## EXERCISE
Produce an exact copy of the lines from the line containing "segment groom, all instances" through the last line of the entries below, and only those lines.

## WORKING DATA
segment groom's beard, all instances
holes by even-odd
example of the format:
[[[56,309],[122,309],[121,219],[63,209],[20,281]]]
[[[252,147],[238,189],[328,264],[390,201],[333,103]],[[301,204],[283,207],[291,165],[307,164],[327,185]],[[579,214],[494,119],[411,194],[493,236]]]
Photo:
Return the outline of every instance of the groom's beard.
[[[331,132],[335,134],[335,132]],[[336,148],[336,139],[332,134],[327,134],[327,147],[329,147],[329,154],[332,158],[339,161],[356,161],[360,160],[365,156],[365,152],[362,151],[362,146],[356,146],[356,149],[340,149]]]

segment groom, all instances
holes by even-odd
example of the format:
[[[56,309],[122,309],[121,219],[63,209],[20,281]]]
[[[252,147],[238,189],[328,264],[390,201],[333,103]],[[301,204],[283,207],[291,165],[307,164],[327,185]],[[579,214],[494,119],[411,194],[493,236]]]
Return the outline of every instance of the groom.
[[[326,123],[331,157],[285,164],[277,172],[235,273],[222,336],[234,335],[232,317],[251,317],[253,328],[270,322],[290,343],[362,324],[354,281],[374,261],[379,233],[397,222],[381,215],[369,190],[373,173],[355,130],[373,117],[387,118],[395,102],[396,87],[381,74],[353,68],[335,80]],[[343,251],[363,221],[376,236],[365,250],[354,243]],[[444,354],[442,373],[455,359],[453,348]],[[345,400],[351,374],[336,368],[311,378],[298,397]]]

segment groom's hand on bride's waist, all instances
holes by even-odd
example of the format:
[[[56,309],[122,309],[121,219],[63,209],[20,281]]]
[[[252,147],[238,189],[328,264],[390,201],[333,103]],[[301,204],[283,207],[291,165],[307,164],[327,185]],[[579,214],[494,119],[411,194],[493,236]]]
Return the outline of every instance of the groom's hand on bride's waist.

## RESULT
segment groom, all instances
holes by even-odd
example of the format:
[[[56,309],[122,309],[121,219],[63,209],[20,281]]]
[[[252,147],[238,189],[328,264],[390,201],[333,103]],[[301,204],[283,207],[291,165],[307,164],[327,185]],[[579,214],[494,119],[411,194],[493,236]]]
Return the outline of every instance of the groom.
[[[326,123],[331,157],[285,164],[277,172],[235,273],[222,336],[234,335],[232,317],[251,317],[253,328],[270,322],[290,343],[362,324],[354,281],[374,261],[379,233],[397,222],[381,215],[369,190],[373,173],[355,130],[373,117],[387,118],[395,102],[396,87],[381,74],[353,68],[335,80]],[[343,251],[363,221],[376,236],[365,250],[354,243]],[[444,354],[442,373],[455,359],[453,348]],[[345,400],[351,374],[336,368],[311,378],[298,397]]]

segment groom's hand on bride's waist, all instances
holes by even-odd
example of the format:
[[[56,309],[122,309],[121,219],[63,209],[20,281]]]
[[[252,147],[238,189],[328,264],[390,201],[333,103]],[[301,204],[283,207],[291,165],[307,164],[327,185]],[[579,214],[494,119],[411,194],[493,236]]]
Return the outline of every instance of the groom's hand on bride's waist.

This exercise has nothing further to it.